** start **
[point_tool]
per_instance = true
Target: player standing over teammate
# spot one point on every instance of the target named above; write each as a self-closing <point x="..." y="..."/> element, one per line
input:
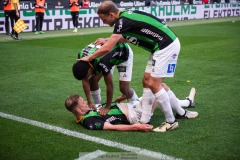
<point x="90" y="73"/>
<point x="74" y="9"/>
<point x="153" y="35"/>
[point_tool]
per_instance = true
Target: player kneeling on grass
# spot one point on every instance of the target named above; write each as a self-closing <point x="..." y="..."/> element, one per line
<point x="121" y="116"/>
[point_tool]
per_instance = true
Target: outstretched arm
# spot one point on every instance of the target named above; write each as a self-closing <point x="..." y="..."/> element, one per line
<point x="105" y="49"/>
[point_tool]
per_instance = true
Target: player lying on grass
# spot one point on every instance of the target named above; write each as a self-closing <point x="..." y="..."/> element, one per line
<point x="121" y="116"/>
<point x="90" y="73"/>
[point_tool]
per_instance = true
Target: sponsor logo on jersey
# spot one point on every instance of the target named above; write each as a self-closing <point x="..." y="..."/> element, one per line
<point x="120" y="25"/>
<point x="132" y="40"/>
<point x="112" y="119"/>
<point x="153" y="34"/>
<point x="121" y="68"/>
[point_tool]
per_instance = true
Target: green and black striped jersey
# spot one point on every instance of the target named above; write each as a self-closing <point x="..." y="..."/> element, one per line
<point x="94" y="121"/>
<point x="144" y="30"/>
<point x="118" y="55"/>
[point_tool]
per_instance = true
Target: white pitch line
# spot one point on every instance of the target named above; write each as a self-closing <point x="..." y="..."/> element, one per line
<point x="90" y="138"/>
<point x="92" y="155"/>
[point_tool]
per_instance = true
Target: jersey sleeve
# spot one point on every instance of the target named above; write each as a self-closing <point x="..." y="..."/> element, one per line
<point x="123" y="25"/>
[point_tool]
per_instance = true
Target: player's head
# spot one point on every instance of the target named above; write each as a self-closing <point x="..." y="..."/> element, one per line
<point x="71" y="102"/>
<point x="80" y="70"/>
<point x="108" y="12"/>
<point x="76" y="104"/>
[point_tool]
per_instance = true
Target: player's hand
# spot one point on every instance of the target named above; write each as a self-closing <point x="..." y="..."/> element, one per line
<point x="100" y="41"/>
<point x="90" y="105"/>
<point x="120" y="98"/>
<point x="144" y="127"/>
<point x="86" y="59"/>
<point x="17" y="14"/>
<point x="103" y="111"/>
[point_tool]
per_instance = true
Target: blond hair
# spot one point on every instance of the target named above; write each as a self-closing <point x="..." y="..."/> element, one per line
<point x="106" y="7"/>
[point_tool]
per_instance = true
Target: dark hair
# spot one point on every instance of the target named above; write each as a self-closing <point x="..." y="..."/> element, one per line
<point x="71" y="102"/>
<point x="80" y="69"/>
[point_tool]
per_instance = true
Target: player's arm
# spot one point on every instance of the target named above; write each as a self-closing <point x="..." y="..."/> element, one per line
<point x="124" y="127"/>
<point x="86" y="88"/>
<point x="105" y="49"/>
<point x="109" y="88"/>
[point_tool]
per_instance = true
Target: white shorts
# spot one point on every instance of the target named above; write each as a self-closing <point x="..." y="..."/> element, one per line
<point x="163" y="62"/>
<point x="134" y="111"/>
<point x="125" y="68"/>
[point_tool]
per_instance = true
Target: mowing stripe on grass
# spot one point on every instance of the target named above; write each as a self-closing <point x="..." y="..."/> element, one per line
<point x="89" y="138"/>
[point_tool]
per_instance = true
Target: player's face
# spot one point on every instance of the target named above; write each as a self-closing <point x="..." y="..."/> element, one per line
<point x="107" y="19"/>
<point x="82" y="105"/>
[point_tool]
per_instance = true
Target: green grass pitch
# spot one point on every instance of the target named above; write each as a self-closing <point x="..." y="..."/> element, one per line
<point x="36" y="78"/>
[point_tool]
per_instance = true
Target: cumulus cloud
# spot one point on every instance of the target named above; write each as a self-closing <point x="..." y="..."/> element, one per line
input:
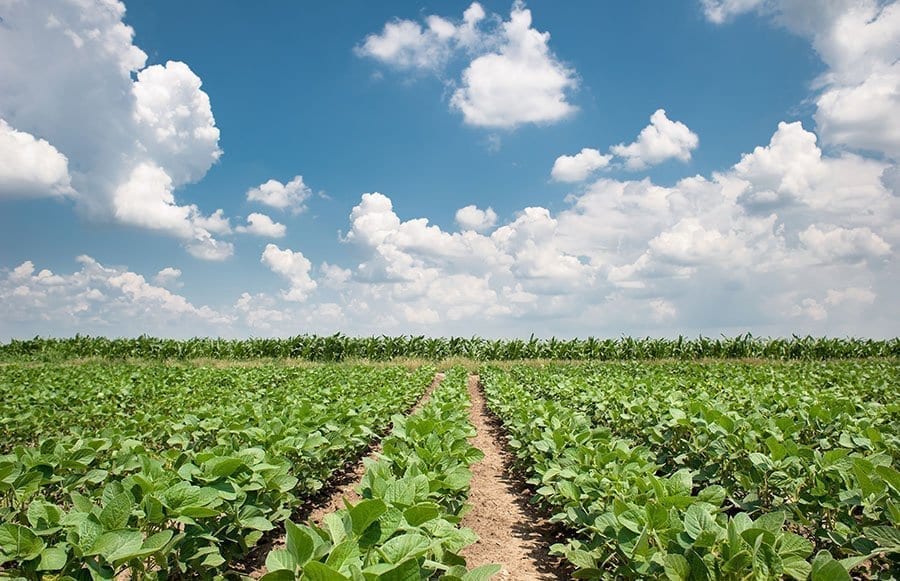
<point x="292" y="195"/>
<point x="473" y="218"/>
<point x="662" y="140"/>
<point x="103" y="300"/>
<point x="513" y="78"/>
<point x="832" y="243"/>
<point x="522" y="82"/>
<point x="135" y="141"/>
<point x="576" y="168"/>
<point x="294" y="267"/>
<point x="167" y="277"/>
<point x="31" y="167"/>
<point x="859" y="42"/>
<point x="333" y="276"/>
<point x="850" y="294"/>
<point x="261" y="225"/>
** end **
Reproduce every line exactly and omit all pictures.

[point_tool]
per_instance = true
Target: player standing over teammate
# spot one point on every instance of the target named above; write each as a self-closing <point x="..." y="..."/> element, one per line
input:
<point x="90" y="73"/>
<point x="74" y="9"/>
<point x="153" y="35"/>
[point_tool]
per_instance = true
Target: player kneeling on grass
# spot one point on every instance of the target named above; write each as a self-closing <point x="..." y="..."/> element, one per line
<point x="121" y="116"/>
[point_tool]
per_instance = true
Target: outstretched arm
# spot one point on every instance of the target named above; write each as a self-closing <point x="..." y="..."/> element, one per line
<point x="105" y="49"/>
[point_tool]
per_instance = true
Target: player lying on grass
# spot one point on every instance of the target named above; write each as a self-closing <point x="..." y="..."/> element, one per line
<point x="121" y="116"/>
<point x="90" y="73"/>
[point_tool]
per_instance = true
Target: sponsor logo on jersey
# spot one point on every instance of the target named above; write each as a self-closing <point x="..." y="..."/> element, one per line
<point x="120" y="25"/>
<point x="132" y="40"/>
<point x="112" y="119"/>
<point x="153" y="34"/>
<point x="121" y="68"/>
[point_tool]
per_instance = true
Target: green and black striped jersey
# spot one point on every instance of the target named above; write each as a self-closing <point x="..." y="..."/> element, one per line
<point x="94" y="121"/>
<point x="144" y="30"/>
<point x="118" y="55"/>
[point_tool]
per_instance = true
Target: white pitch line
# spot one point on every instance of the target named above; write each as a self-closing <point x="..." y="..."/> element, one per line
<point x="90" y="138"/>
<point x="92" y="155"/>
[point_tool]
per_instance = true
Target: jersey sleeve
# spot one point on every instance of the target named above; write each as a self-closing <point x="..." y="..."/> element, one per line
<point x="123" y="25"/>
[point_tool]
per_instance = true
Target: player's head
# spot one point on every instance of the target named above; write each as a self-closing <point x="..." y="..."/> element, one per line
<point x="71" y="102"/>
<point x="80" y="70"/>
<point x="108" y="12"/>
<point x="76" y="104"/>
[point_tool]
per_instance = true
Target: player's hand
# spot one point on every instance of the target named above; write each as a self-closing <point x="..." y="..."/> element, one per line
<point x="100" y="41"/>
<point x="90" y="105"/>
<point x="120" y="98"/>
<point x="144" y="127"/>
<point x="86" y="59"/>
<point x="17" y="14"/>
<point x="103" y="111"/>
[point_tool]
per_instance = true
Target: blond hair
# spot one point on every instance of the target named above; write each as a self-closing <point x="..." y="..."/> element, one per line
<point x="106" y="7"/>
[point_tool]
per_instance = true
Target: dark hair
# spot one point on every instance of the target named above; write each as a self-closing <point x="..." y="..."/> element, one per line
<point x="71" y="102"/>
<point x="80" y="69"/>
[point_tool]
per_instance = true
Target: player's arm
# spot one point on every instance of the target named above; write each as a self-closing <point x="..." y="..."/> element, one per line
<point x="124" y="127"/>
<point x="86" y="88"/>
<point x="105" y="49"/>
<point x="109" y="88"/>
[point_tool]
per_instance = true
Target: white shorts
# spot one point on every instance of the target named above; write each as a self-closing <point x="..." y="..."/> element, one per line
<point x="163" y="62"/>
<point x="134" y="111"/>
<point x="125" y="68"/>
[point_tool]
per_instance = true
Target: mowing stripe on grass
# spot one point on every instance of the target named above; write each as a self-closing <point x="..." y="..."/> element, one per line
<point x="89" y="138"/>
[point_tool]
per_instance = true
Target: player's face
# spot one point on every instance of the target named above; write each as a self-closing <point x="..." y="..."/> element, one per line
<point x="107" y="19"/>
<point x="82" y="105"/>
[point_tool]
per_instance = true
Target: green grass pitch
# spot one point on every instance of the target named above; write each as a self-closing <point x="..." y="..."/> element, one per line
<point x="36" y="78"/>
[point_tool]
per_instance = true
Target: cumulus cloud
# spot one point on every instance of the target named above; write each as a self-closing <point x="..." y="..."/> element, one per line
input:
<point x="292" y="195"/>
<point x="473" y="218"/>
<point x="662" y="140"/>
<point x="103" y="300"/>
<point x="513" y="78"/>
<point x="832" y="243"/>
<point x="522" y="82"/>
<point x="135" y="141"/>
<point x="576" y="168"/>
<point x="294" y="267"/>
<point x="167" y="277"/>
<point x="31" y="167"/>
<point x="859" y="42"/>
<point x="333" y="276"/>
<point x="850" y="294"/>
<point x="261" y="225"/>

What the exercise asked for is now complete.